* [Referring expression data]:
--------------------------------------------------
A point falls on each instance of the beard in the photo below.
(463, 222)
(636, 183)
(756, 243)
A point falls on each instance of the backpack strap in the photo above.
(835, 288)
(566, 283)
--------------------------------------------------
* [Problem description]: Every record above needs to be copied exactly.

* [Your solution]:
A point falls on each instance of the beard in the photo below.
(463, 222)
(636, 183)
(756, 243)
A point falls on each instance of the backpack strap in the photo above.
(835, 288)
(566, 283)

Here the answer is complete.